[SHORT EXERCISE] Turn every line of the records below into a numbered list, skipping any blank lines.
>> START INPUT RECORDS
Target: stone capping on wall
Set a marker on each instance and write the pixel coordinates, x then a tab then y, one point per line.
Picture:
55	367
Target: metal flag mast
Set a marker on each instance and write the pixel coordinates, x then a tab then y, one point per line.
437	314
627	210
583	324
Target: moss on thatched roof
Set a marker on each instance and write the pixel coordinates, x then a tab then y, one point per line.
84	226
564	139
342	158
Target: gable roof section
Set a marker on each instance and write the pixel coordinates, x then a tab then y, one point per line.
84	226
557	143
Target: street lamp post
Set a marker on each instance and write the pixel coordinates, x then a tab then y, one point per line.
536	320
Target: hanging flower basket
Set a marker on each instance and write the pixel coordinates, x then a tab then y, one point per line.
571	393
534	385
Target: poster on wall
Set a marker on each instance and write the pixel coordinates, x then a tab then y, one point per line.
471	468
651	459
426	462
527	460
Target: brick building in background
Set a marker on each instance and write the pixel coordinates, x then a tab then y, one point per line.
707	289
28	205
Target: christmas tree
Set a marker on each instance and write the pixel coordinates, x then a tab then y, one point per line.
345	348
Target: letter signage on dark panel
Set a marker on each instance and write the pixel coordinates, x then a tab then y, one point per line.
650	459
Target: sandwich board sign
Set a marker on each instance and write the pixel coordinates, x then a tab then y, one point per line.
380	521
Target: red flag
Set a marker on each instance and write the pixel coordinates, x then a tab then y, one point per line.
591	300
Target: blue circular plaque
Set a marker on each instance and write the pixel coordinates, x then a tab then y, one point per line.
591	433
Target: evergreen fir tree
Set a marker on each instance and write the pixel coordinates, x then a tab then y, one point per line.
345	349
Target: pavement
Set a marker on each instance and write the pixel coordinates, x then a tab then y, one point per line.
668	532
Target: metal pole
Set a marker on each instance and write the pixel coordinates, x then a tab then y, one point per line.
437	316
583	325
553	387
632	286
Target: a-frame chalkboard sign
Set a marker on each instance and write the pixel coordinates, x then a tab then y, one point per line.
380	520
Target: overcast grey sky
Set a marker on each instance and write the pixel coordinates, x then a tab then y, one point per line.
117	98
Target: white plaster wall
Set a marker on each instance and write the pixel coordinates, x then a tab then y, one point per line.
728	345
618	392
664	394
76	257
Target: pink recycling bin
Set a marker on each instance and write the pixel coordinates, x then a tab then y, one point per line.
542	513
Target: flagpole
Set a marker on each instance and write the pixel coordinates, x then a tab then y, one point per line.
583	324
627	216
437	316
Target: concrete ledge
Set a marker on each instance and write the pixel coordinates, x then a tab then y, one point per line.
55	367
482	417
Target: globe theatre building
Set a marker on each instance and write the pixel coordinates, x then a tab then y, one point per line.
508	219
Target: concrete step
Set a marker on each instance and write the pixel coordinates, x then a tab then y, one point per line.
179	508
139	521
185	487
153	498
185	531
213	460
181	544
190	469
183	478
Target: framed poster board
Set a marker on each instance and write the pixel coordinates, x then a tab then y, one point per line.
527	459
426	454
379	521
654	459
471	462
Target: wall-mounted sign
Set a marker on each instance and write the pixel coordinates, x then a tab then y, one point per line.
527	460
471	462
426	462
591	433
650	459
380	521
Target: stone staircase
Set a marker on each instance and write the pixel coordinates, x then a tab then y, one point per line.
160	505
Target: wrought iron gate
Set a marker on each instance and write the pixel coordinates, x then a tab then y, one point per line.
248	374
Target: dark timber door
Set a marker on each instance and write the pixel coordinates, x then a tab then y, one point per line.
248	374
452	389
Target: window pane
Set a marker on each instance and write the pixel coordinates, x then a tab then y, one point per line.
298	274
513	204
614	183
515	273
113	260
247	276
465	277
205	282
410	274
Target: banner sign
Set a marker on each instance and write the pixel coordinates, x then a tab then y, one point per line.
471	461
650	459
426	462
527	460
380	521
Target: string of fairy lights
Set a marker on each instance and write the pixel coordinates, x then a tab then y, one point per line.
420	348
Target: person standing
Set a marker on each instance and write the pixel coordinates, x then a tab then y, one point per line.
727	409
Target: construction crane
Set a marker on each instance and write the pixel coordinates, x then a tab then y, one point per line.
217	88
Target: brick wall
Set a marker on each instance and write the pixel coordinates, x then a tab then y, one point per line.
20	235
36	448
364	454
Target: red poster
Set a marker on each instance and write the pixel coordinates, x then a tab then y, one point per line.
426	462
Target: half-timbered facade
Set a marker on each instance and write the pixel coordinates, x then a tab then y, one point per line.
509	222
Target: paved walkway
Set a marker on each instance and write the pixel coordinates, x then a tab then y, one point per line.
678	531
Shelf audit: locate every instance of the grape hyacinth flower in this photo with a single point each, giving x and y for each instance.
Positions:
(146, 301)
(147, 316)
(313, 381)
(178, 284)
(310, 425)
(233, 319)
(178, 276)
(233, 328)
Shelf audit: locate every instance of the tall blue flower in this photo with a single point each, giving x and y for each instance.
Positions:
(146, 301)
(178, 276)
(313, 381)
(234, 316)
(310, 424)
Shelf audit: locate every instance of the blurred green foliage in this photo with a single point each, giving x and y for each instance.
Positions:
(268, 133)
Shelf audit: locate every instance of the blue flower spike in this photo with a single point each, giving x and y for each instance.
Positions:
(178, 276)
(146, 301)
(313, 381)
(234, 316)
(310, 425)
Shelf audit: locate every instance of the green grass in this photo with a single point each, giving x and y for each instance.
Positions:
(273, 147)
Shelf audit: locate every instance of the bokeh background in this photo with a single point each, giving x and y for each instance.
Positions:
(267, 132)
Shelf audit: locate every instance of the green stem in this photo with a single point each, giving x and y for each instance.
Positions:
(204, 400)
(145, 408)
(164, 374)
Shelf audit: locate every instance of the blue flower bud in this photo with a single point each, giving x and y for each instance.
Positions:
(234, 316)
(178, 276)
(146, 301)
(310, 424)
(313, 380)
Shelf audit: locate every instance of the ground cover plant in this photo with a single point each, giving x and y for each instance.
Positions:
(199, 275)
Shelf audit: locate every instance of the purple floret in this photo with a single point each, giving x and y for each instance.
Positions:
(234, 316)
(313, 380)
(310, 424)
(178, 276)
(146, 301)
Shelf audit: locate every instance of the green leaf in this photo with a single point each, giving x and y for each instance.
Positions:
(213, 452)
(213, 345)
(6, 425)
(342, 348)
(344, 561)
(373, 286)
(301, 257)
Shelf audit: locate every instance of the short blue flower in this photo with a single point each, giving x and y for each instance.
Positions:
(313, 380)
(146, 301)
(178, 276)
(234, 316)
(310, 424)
>> END INPUT RECORDS
[FINAL RESULT]
1. Target: stone capping on wall
2. Set a marker on each instance and write the pixel coordinates, x then a tab then y, one point per line.
3. Picture:
4. 55	367
5. Target: metal flag mast
6. Set a marker on each instance and write the pixel coordinates, x then a tab then y, one point per line.
7. 437	314
8. 627	210
9. 583	324
10. Target: moss on thatched roof
11. Set a marker on each instance and write the pixel coordinates, x then a tab then y, one point per line.
12. 84	226
13. 564	139
14. 342	158
15. Target: gable roof section
16. Set a marker on each instance and write the pixel coordinates, x then a tab then y, one point per line.
17. 84	226
18. 557	143
19. Target: street lamp post
20. Set a marker on each instance and write the pixel coordinates, x then a tab then y, one point per line.
21. 536	320
22. Target: hanging flower basket
23. Set a marker on each instance and write the pixel coordinates, x then a tab then y, one point per line.
24. 571	393
25. 534	385
26. Target: poster on wall
27. Set a marker on each instance and write the pixel coordinates, x then a tab then y, one point per line.
28. 471	468
29. 651	459
30. 426	462
31. 527	460
32. Target: brick building in background
33. Set a marker on each instance and write the pixel coordinates, x then a tab then y, one point per line.
34. 707	289
35. 28	205
36. Target: christmas tree
37. Set a marker on each instance and write the pixel coordinates, x then a tab then y, one point per line.
38. 345	348
39. Target: letter signage on dark panel
40. Set a marker on each instance and write the pixel coordinates, x then a tab then y, one point per line.
41. 650	459
42. Target: sandwich board sign
43. Set a marker on each instance and write the pixel coordinates, x then a tab then y, one point per line.
44. 380	521
45. Target: red flag
46. Set a marker on each instance and write the pixel coordinates, x then a tab then y, one point per line.
47. 591	300
48. Target: blue circular plaque
49. Set a marker on each instance and write the pixel coordinates, x then a tab then y, one point per line.
50. 591	433
51. Target: evergreen fir tree
52. Set a marker on each instance and write the pixel coordinates, x then a tab then y, one point per line.
53. 345	349
54. Target: pavement
55. Set a marker on each instance and write the pixel coordinates, x then a tab then y, one point per line.
56. 668	532
57. Target: metal pole
58. Set a marker on each instance and write the pixel coordinates, x then a tab then y, one point per line.
59. 437	316
60. 583	325
61. 553	387
62. 632	286
63. Target: a-frame chalkboard sign
64. Set a marker on each instance and write the pixel coordinates, x then a tab then y, one point per line.
65. 380	520
66. Target: overcast grey sky
67. Set a marker on each instance and write the pixel coordinates, x then a tab then y, one point per line.
68. 117	98
69. Target: white plaster wall
70. Set a marker on each instance and write the pixel coordinates, x then a tab then y, one point per line.
71. 728	345
72. 618	392
73. 664	394
74. 76	257
75. Target: pink recycling bin
76. Set a marker on each instance and write the pixel coordinates, x then a tab then y, one point per line.
77. 542	513
78. Target: flagpole
79. Set a marker on each instance and write the pixel coordinates, x then a tab then y, one point per line.
80. 583	324
81. 627	216
82. 437	316
83. Target: concrete ledge
84. Set a marker on each instance and write the pixel coordinates, x then a tab then y, one point per line.
85. 55	367
86. 482	417
87. Target: globe theatre building
88. Set a marker on each instance and write the pixel coordinates, x then a tab then y, one point per line.
89. 508	219
90. Target: concrete step
91. Set a marker on each instance and write the pixel coordinates, x then a tab then y, one point per line.
92. 179	508
93. 139	521
94. 185	487
95. 153	498
96. 185	531
97. 213	460
98. 181	544
99. 190	469
100. 183	478
101. Target: framed poster board
102. Set a marker on each instance and write the pixel coordinates, x then a tab then y, one point per line.
103. 527	459
104. 426	454
105. 379	521
106. 654	459
107. 471	462
108. Target: wall-mounted sign
109. Set a marker on each instance and write the pixel coordinates, x then a tab then y, one point per line.
110. 527	460
111. 471	462
112. 426	462
113. 591	433
114. 650	459
115. 380	521
116. Target: stone staircase
117. Set a marker on each instance and write the pixel coordinates, x then a tab then y, one point per line.
118. 160	505
119. Target: wrought iron gate
120. Set a marker on each instance and write the pixel coordinates, x then a tab then y, one point per line.
121. 248	374
122. Target: dark timber door
123. Set a marker on each instance and write the pixel coordinates, x then a tab then y, one point per line.
124. 248	374
125. 452	389
126. Target: window pane
127. Set a marker on each instance and write the pixel coordinates, x then a tab then y, one point per line.
128. 298	274
129. 513	204
130. 614	183
131. 515	273
132. 113	260
133. 247	276
134. 465	277
135. 205	282
136. 410	274
137. Target: banner sign
138. Set a marker on each instance and write the pixel coordinates, x then a tab then y, one point per line.
139. 471	461
140. 650	459
141. 426	462
142. 527	460
143. 380	521
144. Target: string of fairy lights
145. Set a marker on each instance and write the pixel coordinates, x then a tab then y, one point per line.
146. 420	348
147. Target: person standing
148. Set a marker on each instance and write the pixel coordinates, x then a tab then y, one point per line.
149. 727	409
150. Target: construction crane
151. Set a marker on each instance and write the pixel coordinates, x then a tab then y, one point per line.
152. 217	88
153. Target: brick wall
154. Set a marker on each instance and write the pixel coordinates, x then a tab then y, one point per line.
155. 20	235
156. 36	448
157. 364	454
158. Target: red poster
159. Set a marker on each instance and write the pixel coordinates, x then a tab then y, one point per line.
160. 426	462
161. Target: half-timbered facade
162. Set a marker on each instance and write the pixel coordinates, x then a tab then y, one point per line.
163. 509	222
164. Target: paved walkway
165. Set a marker on each instance and write the pixel coordinates, x then a tab then y, one point per line.
166. 678	531
167. Shelf audit: locate every instance of the grape hyacinth flower in this photo with a single point each, giving x and y for each instance.
168. Positions:
169. (146, 301)
170. (147, 316)
171. (313, 381)
172. (178, 284)
173. (310, 425)
174. (233, 319)
175. (178, 276)
176. (233, 328)
177. Shelf audit: locate every instance of the tall blue flower in this photo with a single point each, giving x and y for each instance.
178. Positions:
179. (146, 301)
180. (178, 276)
181. (313, 381)
182. (234, 316)
183. (310, 424)
184. Shelf audit: locate every instance of the blurred green foliage in this photo with a single point each, giving x and y for each instance.
185. Positions:
186. (268, 133)
187. Shelf audit: locate every instance of the blue flower spike in this photo with a single point each, giving x and y for each instance.
188. Positions:
189. (178, 276)
190. (146, 301)
191. (313, 381)
192. (234, 316)
193. (310, 425)
194. Shelf audit: locate every instance of the green grass in this photo with a single point each, giving x and y for each instance.
195. Positions:
196. (273, 147)
197. Shelf audit: locate every instance of the bokeh background in this photo with a single point each, giving x and y for each instance.
198. Positions:
199. (267, 132)
200. Shelf audit: locate every instance of the green stem in this photo with a single point each, giving x and y for each instance.
201. Positions:
202. (204, 400)
203. (145, 408)
204. (164, 374)
205. Shelf audit: locate every instance of the blue flower bud in this photo with a single point each, giving x and y for each instance.
206. Positions:
207. (234, 316)
208. (178, 276)
209. (146, 301)
210. (310, 424)
211. (313, 380)
212. Shelf audit: locate every instance of the ground cover plant in this photo with a single point each, giving x and y for each instance.
213. Positions:
214. (199, 275)
215. Shelf audit: locate every instance of the purple floret in this photo with a single point each, giving x and y for each instance.
216. Positions:
217. (234, 316)
218. (313, 380)
219. (310, 424)
220. (178, 276)
221. (146, 301)
222. Shelf audit: locate every instance of the green leaf in this photo with a single point each, giving x and y for each instance.
223. Positions:
224. (213, 452)
225. (213, 345)
226. (6, 425)
227. (342, 348)
228. (344, 561)
229. (373, 286)
230. (301, 257)
231. Shelf audit: locate every instance of the short blue flower in this photo with a single point each, giving x and y for each instance.
232. Positions:
233. (313, 380)
234. (146, 301)
235. (178, 276)
236. (234, 316)
237. (310, 424)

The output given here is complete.